------ Exercise text ------

The former distribution of the Tehuantepec jackrabbit is estimated to have extended along the Mexican Pacific Coast on the Isthmus of Tehuantepec from Salina Cruz in Oaxaca to Tonalá in Chiapas, an area of perhaps only 500 km2. As of 2024, it is probably locally extinct in the Chiapas region.

==Behavior and ecology==
Home ranges of Lepus flavigularis overlap with one or more individuals regardless of sex and age, and the home range size is about 50 ha with core areas of 9 ha for adult jackrabbits. The Tehuantepec jackrabbit is nocturnal and crepuscular, and spends much of its time feeding. It is not territorial, and while not grazing on plants, it grooms itself and socializes. During the day, it rests among grasses, shrubs, and under nopales either alone or in groups of up to 12 individuals.

The Tehuantepec jackrabbit shares its habitat with several other mammals, including the eastern cottontail, the nine-banded armadillo, hooded and western hog-nosed skunks, the Virginia opossum, the gray mouse opossum, and the common raccoon. Predators of the Tehuantepec jackrabbit and its young are domestic dogs, snakes (particularly Neotropical whip and western lyre snakes), domestic cats, coyotes, and gray foxes. There is little to no competition between the jackrabbit and the Eastern cottontail in regions where the two species are sympatric. The nematode Pelecitus meridionaleporinus (family Onchocercidae) is known to parasitize the Tehuantepec jackrabbit by infecting subcutaneous tissue at the base of the ears.

------ Source material ------

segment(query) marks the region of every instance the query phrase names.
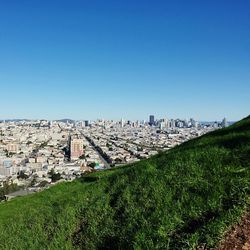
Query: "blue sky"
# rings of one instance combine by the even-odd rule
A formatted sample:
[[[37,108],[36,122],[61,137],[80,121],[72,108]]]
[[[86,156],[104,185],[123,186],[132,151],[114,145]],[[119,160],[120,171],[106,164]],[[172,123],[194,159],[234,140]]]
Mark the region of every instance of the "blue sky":
[[[0,87],[4,119],[241,119],[250,1],[1,1]]]

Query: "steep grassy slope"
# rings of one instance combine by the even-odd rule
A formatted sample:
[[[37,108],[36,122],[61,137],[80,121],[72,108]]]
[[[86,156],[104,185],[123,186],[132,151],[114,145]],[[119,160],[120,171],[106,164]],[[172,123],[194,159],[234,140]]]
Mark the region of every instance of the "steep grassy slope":
[[[250,117],[0,205],[1,249],[213,247],[248,206]]]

------

Task description →
Answer these about the text on the Tehuantepec jackrabbit:
(a) How large an area might the former range have covered?
(b) What is the approximate home range size of an adult?
(c) Where on the jackrabbit does the nematode Pelecitus meridionaleporinus infect it?
The records have no connection to the text.

Answer to the problem →
(a) Perhaps only 500 km2.
(b) About 50 ha, with core areas of 9 ha.
(c) The subcutaneous tissue at the base of the ears.